● **To do**: Set down, in full, every record in the block.

(Data items)
--
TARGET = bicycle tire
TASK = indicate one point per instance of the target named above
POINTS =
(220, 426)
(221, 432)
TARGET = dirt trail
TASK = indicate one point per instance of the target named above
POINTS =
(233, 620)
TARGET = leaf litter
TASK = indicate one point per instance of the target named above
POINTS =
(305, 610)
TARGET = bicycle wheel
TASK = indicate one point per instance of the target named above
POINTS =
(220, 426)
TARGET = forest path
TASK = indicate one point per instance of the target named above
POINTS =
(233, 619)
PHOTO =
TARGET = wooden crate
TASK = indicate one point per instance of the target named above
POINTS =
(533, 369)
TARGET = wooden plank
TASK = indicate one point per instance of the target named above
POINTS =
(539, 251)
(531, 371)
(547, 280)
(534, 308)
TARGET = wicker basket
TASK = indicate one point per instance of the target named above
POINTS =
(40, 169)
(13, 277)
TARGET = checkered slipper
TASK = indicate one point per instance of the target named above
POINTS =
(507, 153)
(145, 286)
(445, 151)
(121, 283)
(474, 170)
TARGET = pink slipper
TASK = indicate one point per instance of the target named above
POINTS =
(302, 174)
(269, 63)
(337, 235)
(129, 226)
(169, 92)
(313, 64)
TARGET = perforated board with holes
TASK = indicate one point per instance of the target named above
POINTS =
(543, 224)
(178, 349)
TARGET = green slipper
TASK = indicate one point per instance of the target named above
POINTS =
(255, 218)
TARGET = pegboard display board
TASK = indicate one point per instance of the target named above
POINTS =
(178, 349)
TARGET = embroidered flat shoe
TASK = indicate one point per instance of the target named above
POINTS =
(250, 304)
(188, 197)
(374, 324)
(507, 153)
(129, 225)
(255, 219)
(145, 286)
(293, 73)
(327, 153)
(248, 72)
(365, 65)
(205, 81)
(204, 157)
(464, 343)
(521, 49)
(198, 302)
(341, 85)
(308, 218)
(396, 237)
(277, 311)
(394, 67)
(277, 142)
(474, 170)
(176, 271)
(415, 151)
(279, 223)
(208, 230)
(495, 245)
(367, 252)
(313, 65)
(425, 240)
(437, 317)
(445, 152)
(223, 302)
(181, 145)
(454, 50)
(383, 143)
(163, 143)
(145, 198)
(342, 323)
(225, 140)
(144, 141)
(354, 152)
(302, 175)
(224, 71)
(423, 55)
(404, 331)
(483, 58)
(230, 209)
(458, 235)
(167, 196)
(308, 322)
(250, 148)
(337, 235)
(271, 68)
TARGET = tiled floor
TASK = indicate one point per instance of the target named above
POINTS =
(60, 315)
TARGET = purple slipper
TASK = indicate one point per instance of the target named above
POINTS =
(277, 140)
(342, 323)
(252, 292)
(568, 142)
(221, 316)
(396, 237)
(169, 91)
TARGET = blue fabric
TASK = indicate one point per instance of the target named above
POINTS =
--
● **Output for this task**:
TARGET = bicycle tire
TASK = indicate one point per instance of the target named above
POINTS =
(220, 426)
(221, 432)
TARGET = dirt trail
TASK = indicate one point per instance of the target named above
POINTS =
(233, 620)
TARGET = leaf litter
TASK = indicate one point per instance of the target named above
POINTS =
(305, 610)
TARGET = bicycle wheel
TASK = indicate one point per instance of the target named above
POINTS =
(220, 426)
TARGET = forest path
TASK = indicate one point per instance of the target named above
POINTS =
(233, 619)
PHOTO =
TARGET = wooden crate
TASK = indicate one point per instance of the target named above
POINTS =
(533, 369)
TARGET = wooden plank
TASK = indicate one point per instance of the target named above
POINTS =
(539, 251)
(531, 371)
(547, 280)
(534, 308)
TARGET = wicker basket
TASK = indicate one point per instance of the target named above
POINTS =
(40, 169)
(13, 277)
TARGET = checkered slipper
TASK = indicate one point per instance of the target named above
POINTS =
(507, 153)
(145, 286)
(445, 151)
(121, 283)
(474, 170)
TARGET = pink slipper
TASK = indicate one point per instance of the target named above
POINTS =
(302, 174)
(269, 63)
(337, 235)
(129, 226)
(169, 92)
(313, 64)
TARGET = perforated board with holes
TASK = indicate one point per instance of the target named above
POINTS =
(543, 224)
(178, 349)
TARGET = green slipper
TASK = indicate one point per instance of the target named above
POINTS =
(255, 218)
TARGET = pegboard display board
TASK = indicate one point per instance of the target named above
POINTS =
(178, 349)
TARGET = embroidered flat shoe
TASK = indicate one point per instance of the target named above
POINTS =
(250, 304)
(188, 197)
(374, 324)
(507, 153)
(129, 225)
(255, 219)
(145, 286)
(293, 73)
(327, 153)
(248, 72)
(365, 65)
(205, 81)
(204, 157)
(464, 343)
(521, 49)
(198, 302)
(341, 85)
(308, 218)
(396, 237)
(277, 311)
(394, 67)
(277, 142)
(474, 170)
(176, 271)
(415, 151)
(279, 223)
(208, 230)
(495, 245)
(367, 252)
(313, 65)
(425, 240)
(437, 317)
(445, 152)
(223, 302)
(181, 145)
(454, 50)
(383, 143)
(163, 143)
(145, 198)
(342, 323)
(225, 140)
(144, 141)
(354, 152)
(302, 175)
(224, 71)
(423, 55)
(404, 331)
(483, 58)
(230, 209)
(458, 235)
(167, 196)
(308, 322)
(250, 148)
(337, 235)
(271, 68)
TARGET = tiled floor
TASK = indicate one point per instance of the target named above
POINTS =
(60, 315)
TARGET = purple slipper
TASK = indicate one point per instance of the target named above
POINTS =
(277, 140)
(342, 323)
(252, 292)
(568, 142)
(221, 316)
(396, 237)
(169, 91)
TARGET = blue fabric
TASK = indicate one point per instance of the target named above
POINTS =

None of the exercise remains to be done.